Copy out everything from the start of the entries down to the line holding "x=109, y=65", swapping "bush" for "shrub" and leaving the rest unchanged.

Data shown.

○ ○ ○ ○

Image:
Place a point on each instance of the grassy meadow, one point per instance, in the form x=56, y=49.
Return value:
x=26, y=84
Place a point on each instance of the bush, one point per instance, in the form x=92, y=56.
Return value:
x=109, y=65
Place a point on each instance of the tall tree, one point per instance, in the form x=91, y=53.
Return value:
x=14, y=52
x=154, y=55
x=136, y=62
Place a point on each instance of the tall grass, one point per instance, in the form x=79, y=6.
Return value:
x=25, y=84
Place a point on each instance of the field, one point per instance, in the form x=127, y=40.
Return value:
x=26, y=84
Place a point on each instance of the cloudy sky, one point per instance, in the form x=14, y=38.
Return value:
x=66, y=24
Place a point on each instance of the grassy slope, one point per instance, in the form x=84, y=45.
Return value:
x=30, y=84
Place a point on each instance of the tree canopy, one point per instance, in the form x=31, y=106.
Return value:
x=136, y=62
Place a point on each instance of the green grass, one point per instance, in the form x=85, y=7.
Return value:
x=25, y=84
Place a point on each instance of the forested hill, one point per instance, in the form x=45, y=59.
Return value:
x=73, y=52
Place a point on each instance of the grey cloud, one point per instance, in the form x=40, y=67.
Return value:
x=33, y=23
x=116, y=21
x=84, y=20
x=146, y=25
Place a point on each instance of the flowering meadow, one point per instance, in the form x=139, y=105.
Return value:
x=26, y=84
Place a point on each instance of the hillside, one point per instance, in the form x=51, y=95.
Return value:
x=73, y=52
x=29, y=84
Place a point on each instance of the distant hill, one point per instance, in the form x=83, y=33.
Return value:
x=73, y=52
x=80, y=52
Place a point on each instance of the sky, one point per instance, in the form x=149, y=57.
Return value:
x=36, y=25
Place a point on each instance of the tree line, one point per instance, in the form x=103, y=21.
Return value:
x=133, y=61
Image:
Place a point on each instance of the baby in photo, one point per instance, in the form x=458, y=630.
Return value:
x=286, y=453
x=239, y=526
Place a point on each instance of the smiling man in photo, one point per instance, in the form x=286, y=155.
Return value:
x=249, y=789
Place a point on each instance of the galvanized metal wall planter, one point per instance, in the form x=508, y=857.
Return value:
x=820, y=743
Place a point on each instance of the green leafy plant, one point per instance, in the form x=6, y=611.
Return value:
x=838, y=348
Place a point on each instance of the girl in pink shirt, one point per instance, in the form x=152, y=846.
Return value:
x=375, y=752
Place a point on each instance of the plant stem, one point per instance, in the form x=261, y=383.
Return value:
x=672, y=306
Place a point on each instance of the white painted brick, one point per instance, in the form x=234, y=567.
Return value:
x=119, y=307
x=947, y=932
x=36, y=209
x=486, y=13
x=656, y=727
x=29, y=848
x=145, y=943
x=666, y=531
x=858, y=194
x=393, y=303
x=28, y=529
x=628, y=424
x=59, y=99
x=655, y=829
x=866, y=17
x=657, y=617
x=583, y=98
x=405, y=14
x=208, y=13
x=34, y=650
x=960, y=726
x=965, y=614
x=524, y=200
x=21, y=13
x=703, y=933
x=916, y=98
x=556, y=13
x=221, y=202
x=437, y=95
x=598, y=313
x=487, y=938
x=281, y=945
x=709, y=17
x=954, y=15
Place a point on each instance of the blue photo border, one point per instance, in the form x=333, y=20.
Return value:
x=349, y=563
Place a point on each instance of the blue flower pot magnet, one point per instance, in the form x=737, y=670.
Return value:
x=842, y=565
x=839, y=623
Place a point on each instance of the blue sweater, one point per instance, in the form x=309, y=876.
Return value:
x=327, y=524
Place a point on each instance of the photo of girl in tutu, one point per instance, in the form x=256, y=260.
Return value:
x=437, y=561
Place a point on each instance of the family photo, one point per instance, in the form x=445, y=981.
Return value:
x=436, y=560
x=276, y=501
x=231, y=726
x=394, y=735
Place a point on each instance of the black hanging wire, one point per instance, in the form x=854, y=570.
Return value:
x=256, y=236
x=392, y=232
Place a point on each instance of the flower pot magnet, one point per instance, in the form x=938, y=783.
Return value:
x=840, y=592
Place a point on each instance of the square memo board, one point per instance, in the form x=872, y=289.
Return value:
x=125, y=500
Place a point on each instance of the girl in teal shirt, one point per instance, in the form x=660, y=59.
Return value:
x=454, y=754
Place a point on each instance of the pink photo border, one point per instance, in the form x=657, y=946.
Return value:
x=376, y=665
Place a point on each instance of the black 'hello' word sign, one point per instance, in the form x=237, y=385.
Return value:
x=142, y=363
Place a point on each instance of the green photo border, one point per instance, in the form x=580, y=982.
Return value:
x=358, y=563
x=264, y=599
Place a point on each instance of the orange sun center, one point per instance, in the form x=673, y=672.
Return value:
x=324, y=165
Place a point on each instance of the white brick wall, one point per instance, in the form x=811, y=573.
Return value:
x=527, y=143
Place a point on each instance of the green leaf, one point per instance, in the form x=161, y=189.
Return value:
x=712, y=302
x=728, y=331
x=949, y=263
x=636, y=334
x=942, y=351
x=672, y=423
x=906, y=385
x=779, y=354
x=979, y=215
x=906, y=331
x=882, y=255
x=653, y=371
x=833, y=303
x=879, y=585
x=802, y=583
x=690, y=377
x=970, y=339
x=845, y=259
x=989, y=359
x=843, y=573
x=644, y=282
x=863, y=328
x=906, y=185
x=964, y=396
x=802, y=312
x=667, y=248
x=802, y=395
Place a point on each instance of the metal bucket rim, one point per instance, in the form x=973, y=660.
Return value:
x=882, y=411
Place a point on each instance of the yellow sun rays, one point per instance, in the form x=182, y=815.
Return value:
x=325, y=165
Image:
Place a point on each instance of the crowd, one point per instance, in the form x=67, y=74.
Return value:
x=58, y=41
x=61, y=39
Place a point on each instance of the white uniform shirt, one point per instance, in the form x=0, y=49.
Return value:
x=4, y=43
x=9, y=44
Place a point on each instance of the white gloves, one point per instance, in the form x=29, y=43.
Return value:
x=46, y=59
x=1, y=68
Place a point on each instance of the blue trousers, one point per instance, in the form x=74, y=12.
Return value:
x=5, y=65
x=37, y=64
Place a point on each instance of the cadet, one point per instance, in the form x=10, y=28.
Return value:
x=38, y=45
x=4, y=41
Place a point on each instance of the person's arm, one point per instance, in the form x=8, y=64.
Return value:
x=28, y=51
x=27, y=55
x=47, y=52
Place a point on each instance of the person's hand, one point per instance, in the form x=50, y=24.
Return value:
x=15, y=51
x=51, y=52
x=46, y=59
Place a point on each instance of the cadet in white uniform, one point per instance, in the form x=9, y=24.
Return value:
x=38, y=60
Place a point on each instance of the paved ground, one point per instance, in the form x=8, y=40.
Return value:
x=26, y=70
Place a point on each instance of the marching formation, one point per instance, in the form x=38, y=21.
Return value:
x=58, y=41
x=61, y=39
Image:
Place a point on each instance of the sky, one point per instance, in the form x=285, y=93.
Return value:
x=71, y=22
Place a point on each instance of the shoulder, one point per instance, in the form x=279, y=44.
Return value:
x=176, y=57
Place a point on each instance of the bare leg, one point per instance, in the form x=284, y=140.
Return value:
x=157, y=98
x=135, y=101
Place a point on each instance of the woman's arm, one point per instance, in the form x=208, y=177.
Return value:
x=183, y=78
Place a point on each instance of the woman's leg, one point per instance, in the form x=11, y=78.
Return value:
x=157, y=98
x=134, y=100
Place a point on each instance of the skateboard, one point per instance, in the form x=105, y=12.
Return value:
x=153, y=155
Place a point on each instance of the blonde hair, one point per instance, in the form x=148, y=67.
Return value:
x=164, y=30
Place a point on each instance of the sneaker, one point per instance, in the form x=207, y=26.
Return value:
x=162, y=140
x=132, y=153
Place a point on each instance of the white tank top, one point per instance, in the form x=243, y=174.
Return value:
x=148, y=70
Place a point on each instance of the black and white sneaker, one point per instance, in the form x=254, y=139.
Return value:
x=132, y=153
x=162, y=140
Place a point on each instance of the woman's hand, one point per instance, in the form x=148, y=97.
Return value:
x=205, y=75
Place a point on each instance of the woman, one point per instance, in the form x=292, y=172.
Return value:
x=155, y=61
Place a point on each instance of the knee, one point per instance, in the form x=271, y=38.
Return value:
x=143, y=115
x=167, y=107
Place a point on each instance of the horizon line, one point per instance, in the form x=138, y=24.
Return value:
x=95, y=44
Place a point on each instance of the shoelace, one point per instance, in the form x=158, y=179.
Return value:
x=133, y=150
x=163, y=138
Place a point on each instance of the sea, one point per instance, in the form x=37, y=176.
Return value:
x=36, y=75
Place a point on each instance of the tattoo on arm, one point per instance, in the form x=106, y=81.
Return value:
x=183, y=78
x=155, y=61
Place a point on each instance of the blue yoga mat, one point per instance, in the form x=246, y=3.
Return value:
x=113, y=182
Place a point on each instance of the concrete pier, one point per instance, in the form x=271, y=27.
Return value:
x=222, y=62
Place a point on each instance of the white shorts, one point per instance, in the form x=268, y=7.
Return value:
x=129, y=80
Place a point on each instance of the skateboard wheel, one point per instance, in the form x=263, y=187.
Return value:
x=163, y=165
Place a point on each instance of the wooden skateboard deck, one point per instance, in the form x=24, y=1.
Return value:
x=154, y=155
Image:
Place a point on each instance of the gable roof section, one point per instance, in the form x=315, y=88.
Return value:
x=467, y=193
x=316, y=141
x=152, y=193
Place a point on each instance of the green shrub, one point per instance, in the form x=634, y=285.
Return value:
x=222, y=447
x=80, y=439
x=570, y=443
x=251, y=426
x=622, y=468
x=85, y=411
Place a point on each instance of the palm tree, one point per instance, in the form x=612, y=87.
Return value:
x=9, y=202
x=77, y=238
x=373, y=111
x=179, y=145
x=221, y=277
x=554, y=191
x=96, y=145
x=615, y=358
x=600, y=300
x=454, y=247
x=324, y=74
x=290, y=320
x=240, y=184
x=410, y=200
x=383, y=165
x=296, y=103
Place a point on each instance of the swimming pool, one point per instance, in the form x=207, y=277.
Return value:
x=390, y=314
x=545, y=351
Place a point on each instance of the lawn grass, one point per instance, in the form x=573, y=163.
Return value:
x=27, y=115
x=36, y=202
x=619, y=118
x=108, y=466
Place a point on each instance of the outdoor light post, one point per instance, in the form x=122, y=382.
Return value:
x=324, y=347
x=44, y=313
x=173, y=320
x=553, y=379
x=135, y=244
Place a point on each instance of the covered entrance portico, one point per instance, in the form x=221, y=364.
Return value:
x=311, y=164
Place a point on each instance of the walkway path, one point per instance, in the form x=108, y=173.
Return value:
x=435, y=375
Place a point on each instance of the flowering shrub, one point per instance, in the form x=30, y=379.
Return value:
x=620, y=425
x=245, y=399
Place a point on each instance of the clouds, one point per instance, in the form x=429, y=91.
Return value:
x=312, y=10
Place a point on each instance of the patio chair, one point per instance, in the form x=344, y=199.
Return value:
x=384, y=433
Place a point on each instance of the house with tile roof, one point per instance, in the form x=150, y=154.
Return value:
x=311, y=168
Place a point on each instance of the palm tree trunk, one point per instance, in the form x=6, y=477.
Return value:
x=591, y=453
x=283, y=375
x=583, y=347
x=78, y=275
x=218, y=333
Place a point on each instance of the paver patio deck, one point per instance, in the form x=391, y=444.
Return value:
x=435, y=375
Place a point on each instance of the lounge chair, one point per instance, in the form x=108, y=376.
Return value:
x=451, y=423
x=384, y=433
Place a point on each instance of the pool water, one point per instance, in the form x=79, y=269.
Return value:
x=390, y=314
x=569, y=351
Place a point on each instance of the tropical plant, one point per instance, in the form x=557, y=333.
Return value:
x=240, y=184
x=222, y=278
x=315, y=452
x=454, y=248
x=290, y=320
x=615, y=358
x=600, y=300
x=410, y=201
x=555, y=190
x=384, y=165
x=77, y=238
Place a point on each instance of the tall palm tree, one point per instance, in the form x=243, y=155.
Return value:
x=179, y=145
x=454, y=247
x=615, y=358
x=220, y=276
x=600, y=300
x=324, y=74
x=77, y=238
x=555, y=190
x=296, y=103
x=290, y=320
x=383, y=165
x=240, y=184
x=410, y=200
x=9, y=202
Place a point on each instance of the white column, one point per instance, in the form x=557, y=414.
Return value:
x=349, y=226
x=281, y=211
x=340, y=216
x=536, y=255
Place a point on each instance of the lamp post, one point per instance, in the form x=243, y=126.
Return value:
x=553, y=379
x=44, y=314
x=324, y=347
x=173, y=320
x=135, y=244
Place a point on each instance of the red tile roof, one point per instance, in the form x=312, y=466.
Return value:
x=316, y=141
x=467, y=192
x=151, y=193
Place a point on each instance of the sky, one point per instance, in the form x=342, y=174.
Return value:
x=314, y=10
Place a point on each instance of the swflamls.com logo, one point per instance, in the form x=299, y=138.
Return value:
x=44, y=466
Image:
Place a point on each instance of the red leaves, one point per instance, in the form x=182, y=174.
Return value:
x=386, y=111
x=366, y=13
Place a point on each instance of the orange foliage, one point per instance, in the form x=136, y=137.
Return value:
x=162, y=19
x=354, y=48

○ ○ ○ ○

Solution for this task.
Image:
Place a point on each instance of the grassy meadow, one point per instance, in the form x=56, y=49.
Return value:
x=26, y=84
Place a point on each instance of the shrub, one point per instance, in the form x=92, y=56.
Return value:
x=109, y=65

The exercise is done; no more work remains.